- _What the exercise asks_: Reproduce the stretch of the Chrome OS discussion from "I'm kind of" through "of those devices.", substituting "slate" for every "tablet".

> “A beta release of the Play store is available to users now on the Acer R11 and Asus Flip (and coming soon to Pixel 2015) and can be enabled from the Settings page,”
I'm kind of considering getting an Asus Flip (or maybe a Pixel) as it's clear that a tablet without a keyboard is pretty limited in its functionality for people who like to create rather than simply consume content. Having some apps available would greatly add to the appeal of those devices.
> Google Play starts rolling out to Chrome OS stable
Made it sound like it was coming to all Chrome OS devices (or, at least the ones Google said would be getting it on dev sometime in "late 2016"~). It's just out for two Chromebooks. Got me hook, line, and sinker Venturebeat!
(Maybe I was dumb to think that was happening. I saw this when I first woke up. Thought it was a huge surprise designed to beef up the hype before the Oct. 4 event.)
This, and I'm posting from my R11 right now, I see the button to enable the Play store but it's Greyed out.

- _Dataset excerpt_:
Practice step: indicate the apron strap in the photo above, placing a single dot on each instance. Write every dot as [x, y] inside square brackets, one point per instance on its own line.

- _Full output_:
I'm kind of considering getting an Asus Flip (or maybe a Pixel) as it's clear that a slate without a keyboard is pretty limited in its functionality for people who like to create rather than simply consume content. Having some apps available would greatly add to the appeal of those devices.